**Direction**
Can you output every one of the records below word for word, without changing anything?
══ Information provided
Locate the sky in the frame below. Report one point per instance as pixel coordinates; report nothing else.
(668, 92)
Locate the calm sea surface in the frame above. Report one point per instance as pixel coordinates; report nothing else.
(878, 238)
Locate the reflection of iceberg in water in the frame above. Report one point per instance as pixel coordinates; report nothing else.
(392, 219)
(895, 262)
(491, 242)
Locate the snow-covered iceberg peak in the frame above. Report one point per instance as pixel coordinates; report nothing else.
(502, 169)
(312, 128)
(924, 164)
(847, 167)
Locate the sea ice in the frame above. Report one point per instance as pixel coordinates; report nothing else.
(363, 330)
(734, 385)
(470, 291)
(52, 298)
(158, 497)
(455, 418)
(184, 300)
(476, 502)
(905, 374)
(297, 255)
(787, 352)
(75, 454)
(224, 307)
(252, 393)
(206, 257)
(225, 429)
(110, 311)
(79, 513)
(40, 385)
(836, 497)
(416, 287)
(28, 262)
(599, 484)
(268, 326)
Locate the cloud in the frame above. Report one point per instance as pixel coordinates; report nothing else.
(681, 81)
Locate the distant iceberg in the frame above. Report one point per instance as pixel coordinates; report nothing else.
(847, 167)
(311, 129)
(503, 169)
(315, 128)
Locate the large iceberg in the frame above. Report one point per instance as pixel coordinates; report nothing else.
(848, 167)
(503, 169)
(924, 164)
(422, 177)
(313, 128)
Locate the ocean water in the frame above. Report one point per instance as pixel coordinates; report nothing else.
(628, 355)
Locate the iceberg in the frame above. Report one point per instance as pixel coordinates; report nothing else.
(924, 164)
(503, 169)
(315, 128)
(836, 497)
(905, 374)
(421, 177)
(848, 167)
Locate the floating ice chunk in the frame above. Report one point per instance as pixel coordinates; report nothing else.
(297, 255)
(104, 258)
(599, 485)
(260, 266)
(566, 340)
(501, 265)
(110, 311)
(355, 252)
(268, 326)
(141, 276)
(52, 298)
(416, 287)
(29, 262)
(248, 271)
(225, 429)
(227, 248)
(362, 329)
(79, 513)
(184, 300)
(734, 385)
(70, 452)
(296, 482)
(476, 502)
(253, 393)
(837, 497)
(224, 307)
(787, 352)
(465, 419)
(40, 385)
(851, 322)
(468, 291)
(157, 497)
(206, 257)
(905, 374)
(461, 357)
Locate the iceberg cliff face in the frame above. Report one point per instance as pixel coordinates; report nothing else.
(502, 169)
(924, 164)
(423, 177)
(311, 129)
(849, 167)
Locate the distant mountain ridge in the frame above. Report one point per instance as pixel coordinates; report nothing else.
════
**Response to this task**
Locate the sky in the frame below. Report one point per instance as pixel coordinates; report nothing else.
(668, 92)
Locate the calm sea surface in the frame above. Report one point per instance as pixel coordinates; report nothing else.
(878, 238)
Locate the reflection of iceberg in water in the frame above. Report one point per instance as pixel coordinates; report nothing else.
(392, 219)
(895, 262)
(491, 242)
Locate the snow-covered iceberg peak in the frame above. Report one point per instance as pixel coordinates; report nothing else.
(502, 169)
(312, 128)
(924, 164)
(847, 167)
Locate the sea ice in the frame above. Report one point per instance as pixel coordinates; report nothing else.
(363, 330)
(734, 385)
(470, 291)
(52, 298)
(158, 497)
(455, 418)
(184, 300)
(476, 502)
(905, 374)
(297, 255)
(787, 352)
(75, 454)
(224, 307)
(252, 393)
(206, 257)
(225, 429)
(110, 311)
(79, 513)
(40, 385)
(836, 497)
(416, 287)
(28, 262)
(599, 484)
(268, 326)
Locate the cloud in the frame above. Report one point per instance as pixel coordinates; report nothing else.
(681, 81)
Locate the distant iceberg in the frame above. Report one point per instance as pixel coordinates; report nothing else.
(847, 167)
(311, 129)
(503, 169)
(315, 128)
Locate the large iceberg in the frame above. Report one point per instance as pixel coordinates; report nothing else.
(848, 167)
(503, 169)
(924, 164)
(422, 177)
(313, 128)
Locate the ocean water in the frame above. Report one point per instance as pixel coordinates; report nothing else.
(628, 355)
Locate the iceberg in the frame above. Report one point per instance as pixel coordinates; report nothing else.
(924, 164)
(503, 169)
(315, 128)
(836, 497)
(905, 374)
(421, 177)
(848, 167)
Locate the floating ice chunk in the frame above. Report one point per instance as pixel coordinates; report nothing else.
(297, 255)
(104, 258)
(599, 485)
(260, 266)
(566, 340)
(501, 265)
(110, 311)
(355, 252)
(268, 326)
(141, 276)
(52, 298)
(416, 287)
(29, 262)
(248, 271)
(225, 429)
(227, 248)
(362, 329)
(79, 513)
(184, 300)
(734, 385)
(70, 452)
(296, 482)
(476, 502)
(253, 393)
(837, 497)
(224, 307)
(787, 352)
(465, 419)
(40, 385)
(851, 322)
(468, 291)
(157, 497)
(206, 257)
(905, 374)
(461, 357)
Locate the iceberg cliff face in the frame above. Report one point per instance as pixel coordinates; report nothing else.
(502, 169)
(924, 164)
(423, 177)
(311, 129)
(849, 167)
Locate the distant mountain ridge in the frame above. Report one point per instance as pixel coordinates; report nothing else.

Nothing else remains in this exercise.